• _COMPITO RICHIESTO_
Puoi riportare senza modifiche il passo dell'articolo qui sotto sulla morte in carcere dell'ex medico imperiese, da "La ricostruzione del" a "di 15 giorni."?

• _ESTRATTO DEL TESTO_
+===+

Si è tolto la vita in carcere, Nadhir Garibizzo, l’ex medico imperiese accusato di tentato omicidio, violazione aggravata di domicilio e lesioni, per aver cercato di uccidere con un coltello il figlio del suo ex avvocato, Elena Pezzetta. Il dramma ieri sera attorno alle ore 23, all’interno dell’unità psichiatrica del carcere di La Spezia dove, il 60enne imperiese, era detenuto da alcune settimane. L’uomo si sarebbe reciso l’arteria femorale procurandosi una forte emorragia e malgrado l’allarme scattato in pochi minuti, all’arrivo dei sanitari non c’è stato più nulla da fare.
La ricostruzione del tentato omicidio
Nel pomeriggio del 12 giugno – si legge – Nadhir Garibizzo è penetrato dalla porta finestra del piano terrenoall’interno dell’abitazione del suo ex legale Avv.Pezzetta, brandendo un coltello da cucina e si è diretto verso il divano ove era seduto il figlio di otto anni del legale, giungendo a circa 30-40 centimetri dal bambino, venendo a questo punto bloccato dal padre del bambino e da un amico di famiglia presenti in casa, i quali, tentando di disarmarlo, sono stati colpiti con la lama del coltello riportando il primo la recisione di un tendine della mano con referto di 21 giorni e il secondo lesioni da tagli alla mano con referto di 15 giorni.
I Carabinieri, chiamati in soccorso, hanno attestato di avere trovato Garibizzo immobilizzato per terra dai due uomini che presentavano evidenti lesioni alle mani, e una borsa appartenente a Garibizzo contenente vestiario per soggiornare fuori casa, due corde e nastro adesivo.

+===+

• _ESTRATTO DEI DATI_
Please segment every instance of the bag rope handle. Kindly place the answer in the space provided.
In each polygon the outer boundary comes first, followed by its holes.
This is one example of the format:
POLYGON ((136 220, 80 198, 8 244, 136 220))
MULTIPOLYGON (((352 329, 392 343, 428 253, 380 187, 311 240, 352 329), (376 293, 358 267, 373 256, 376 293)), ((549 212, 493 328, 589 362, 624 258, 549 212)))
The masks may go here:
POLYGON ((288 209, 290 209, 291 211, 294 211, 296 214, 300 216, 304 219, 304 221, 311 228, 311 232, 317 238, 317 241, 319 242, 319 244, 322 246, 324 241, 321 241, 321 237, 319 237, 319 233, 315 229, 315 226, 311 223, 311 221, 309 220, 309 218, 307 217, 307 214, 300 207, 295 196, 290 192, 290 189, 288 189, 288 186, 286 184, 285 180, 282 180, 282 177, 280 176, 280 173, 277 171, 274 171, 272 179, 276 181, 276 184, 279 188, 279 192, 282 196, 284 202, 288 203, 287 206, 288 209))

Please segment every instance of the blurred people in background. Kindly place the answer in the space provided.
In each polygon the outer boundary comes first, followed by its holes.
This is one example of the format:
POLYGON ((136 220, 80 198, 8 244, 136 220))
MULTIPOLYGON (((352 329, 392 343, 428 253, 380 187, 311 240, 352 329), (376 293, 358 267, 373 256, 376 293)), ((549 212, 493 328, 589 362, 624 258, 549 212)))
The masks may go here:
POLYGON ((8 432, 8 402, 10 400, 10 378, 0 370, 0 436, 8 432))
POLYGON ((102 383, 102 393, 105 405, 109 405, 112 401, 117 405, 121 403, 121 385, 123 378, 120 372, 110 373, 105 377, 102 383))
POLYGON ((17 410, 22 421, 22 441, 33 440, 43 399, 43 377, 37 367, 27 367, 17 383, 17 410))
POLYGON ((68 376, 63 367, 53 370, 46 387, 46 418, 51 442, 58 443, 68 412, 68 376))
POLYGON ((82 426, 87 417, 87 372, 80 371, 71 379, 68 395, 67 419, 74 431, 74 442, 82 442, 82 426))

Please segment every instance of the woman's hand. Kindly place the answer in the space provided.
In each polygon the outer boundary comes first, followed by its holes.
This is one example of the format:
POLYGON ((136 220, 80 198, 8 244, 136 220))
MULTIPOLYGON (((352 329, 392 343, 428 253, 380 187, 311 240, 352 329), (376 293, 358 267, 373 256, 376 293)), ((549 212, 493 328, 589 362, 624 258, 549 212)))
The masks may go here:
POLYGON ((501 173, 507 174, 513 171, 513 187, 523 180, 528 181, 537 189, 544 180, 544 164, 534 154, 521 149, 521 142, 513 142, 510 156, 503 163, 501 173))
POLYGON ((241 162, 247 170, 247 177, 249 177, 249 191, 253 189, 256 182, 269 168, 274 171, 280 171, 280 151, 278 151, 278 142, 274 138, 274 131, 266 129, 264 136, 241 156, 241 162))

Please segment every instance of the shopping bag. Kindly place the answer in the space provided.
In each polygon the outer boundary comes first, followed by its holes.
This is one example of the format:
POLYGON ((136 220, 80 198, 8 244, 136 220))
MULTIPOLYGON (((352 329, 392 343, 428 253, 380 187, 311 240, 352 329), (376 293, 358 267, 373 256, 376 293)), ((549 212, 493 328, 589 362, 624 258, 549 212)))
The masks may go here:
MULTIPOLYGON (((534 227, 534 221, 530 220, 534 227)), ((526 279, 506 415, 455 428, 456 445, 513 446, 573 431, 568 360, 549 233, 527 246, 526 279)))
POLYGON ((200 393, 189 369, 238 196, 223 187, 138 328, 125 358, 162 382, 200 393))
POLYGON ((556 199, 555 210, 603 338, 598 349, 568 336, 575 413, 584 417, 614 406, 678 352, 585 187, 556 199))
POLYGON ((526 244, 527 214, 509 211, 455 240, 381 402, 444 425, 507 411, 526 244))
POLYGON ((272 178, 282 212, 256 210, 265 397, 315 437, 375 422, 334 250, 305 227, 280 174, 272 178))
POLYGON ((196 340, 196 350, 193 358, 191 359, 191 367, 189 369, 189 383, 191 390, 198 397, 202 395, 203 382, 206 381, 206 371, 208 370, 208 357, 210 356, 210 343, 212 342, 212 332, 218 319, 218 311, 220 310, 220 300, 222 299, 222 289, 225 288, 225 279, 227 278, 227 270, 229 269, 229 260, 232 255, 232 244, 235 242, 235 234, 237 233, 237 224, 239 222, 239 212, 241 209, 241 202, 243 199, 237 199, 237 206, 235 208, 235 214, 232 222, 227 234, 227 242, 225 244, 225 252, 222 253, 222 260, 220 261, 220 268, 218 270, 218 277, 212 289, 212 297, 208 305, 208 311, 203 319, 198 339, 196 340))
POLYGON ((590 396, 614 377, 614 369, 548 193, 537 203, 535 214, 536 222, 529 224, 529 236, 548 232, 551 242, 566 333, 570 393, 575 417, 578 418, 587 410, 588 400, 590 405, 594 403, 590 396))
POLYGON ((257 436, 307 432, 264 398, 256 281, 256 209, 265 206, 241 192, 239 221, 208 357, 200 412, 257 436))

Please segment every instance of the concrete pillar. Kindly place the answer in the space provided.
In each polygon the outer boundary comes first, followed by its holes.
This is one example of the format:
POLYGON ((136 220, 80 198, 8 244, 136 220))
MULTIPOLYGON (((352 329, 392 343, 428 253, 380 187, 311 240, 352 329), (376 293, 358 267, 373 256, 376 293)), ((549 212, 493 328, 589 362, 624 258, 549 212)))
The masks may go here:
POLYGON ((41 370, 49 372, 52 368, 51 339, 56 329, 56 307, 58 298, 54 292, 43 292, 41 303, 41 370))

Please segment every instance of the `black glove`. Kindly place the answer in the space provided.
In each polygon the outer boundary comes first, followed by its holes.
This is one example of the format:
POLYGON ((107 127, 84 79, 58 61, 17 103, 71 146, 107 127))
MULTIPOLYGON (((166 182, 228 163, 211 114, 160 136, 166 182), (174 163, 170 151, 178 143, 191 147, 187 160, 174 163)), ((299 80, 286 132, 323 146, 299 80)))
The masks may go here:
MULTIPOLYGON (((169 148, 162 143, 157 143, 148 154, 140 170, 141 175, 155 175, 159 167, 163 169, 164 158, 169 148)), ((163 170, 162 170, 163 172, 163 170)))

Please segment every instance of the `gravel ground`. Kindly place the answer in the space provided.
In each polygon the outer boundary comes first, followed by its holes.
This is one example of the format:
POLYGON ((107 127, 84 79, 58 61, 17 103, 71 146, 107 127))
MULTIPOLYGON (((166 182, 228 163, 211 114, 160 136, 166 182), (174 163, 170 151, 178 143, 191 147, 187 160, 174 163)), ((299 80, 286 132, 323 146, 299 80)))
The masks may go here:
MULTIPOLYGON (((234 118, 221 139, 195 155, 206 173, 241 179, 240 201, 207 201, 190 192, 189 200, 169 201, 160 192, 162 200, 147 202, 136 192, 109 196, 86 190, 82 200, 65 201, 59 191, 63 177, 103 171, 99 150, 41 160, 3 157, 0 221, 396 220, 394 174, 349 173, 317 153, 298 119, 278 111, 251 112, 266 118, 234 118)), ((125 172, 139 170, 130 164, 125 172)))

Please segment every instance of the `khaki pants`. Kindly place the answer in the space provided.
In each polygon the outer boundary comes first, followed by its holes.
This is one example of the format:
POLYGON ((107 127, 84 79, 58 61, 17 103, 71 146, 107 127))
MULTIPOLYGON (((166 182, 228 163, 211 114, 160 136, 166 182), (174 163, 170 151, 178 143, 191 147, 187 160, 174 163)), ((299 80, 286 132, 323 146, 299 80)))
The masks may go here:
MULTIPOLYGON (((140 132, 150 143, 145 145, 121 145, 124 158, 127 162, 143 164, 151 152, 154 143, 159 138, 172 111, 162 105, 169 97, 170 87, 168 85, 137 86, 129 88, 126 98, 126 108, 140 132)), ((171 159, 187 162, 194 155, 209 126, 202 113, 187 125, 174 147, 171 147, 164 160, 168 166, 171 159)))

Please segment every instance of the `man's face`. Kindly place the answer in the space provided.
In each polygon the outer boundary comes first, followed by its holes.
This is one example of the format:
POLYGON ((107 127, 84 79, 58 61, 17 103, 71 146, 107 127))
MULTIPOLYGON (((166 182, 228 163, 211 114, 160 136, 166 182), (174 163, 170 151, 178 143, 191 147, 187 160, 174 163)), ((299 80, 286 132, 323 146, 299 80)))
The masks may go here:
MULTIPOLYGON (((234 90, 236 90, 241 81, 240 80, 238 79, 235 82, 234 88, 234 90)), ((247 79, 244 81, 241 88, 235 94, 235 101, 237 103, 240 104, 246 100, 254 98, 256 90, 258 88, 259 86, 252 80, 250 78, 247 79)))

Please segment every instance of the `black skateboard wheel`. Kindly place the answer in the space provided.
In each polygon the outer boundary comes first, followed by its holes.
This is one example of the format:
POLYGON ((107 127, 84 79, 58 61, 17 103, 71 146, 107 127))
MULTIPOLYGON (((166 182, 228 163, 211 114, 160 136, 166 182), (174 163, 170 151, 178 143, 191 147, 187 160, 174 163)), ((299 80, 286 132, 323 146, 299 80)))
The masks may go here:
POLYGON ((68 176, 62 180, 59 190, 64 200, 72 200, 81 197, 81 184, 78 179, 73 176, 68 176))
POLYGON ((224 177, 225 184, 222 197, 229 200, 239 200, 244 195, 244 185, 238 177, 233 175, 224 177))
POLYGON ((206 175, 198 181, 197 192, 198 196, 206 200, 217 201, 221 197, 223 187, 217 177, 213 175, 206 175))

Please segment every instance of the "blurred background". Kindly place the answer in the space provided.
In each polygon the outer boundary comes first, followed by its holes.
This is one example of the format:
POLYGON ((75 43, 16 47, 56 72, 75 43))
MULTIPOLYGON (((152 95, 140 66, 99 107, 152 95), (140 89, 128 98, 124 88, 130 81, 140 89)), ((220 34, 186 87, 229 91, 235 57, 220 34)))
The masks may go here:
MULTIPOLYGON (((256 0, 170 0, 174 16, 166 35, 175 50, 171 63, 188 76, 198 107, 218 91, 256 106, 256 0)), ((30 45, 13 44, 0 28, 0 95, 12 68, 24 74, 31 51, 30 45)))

+===+

• _RISULTATO_
La ricostruzione del tentato omicidio
Nel pomeriggio del 12 giugno – si legge – Nadhir Garibizzo è penetrato dalla porta finestra del piano terrenoall’interno dell’abitazione del suo ex legale Avv.Pezzetta, brandendo un coltello da cucina e si è diretto verso il divano ove era seduto il figlio di otto anni del legale, giungendo a circa 30-40 centimetri dal bambino, venendo a questo punto bloccato dal padre del bambino e da un amico di famiglia presenti in casa, i quali, tentando di disarmarlo, sono stati colpiti con la lama del coltello riportando il primo la recisione di un tendine della mano con referto di 21 giorni e il secondo lesioni da tagli alla mano con referto di 15 giorni.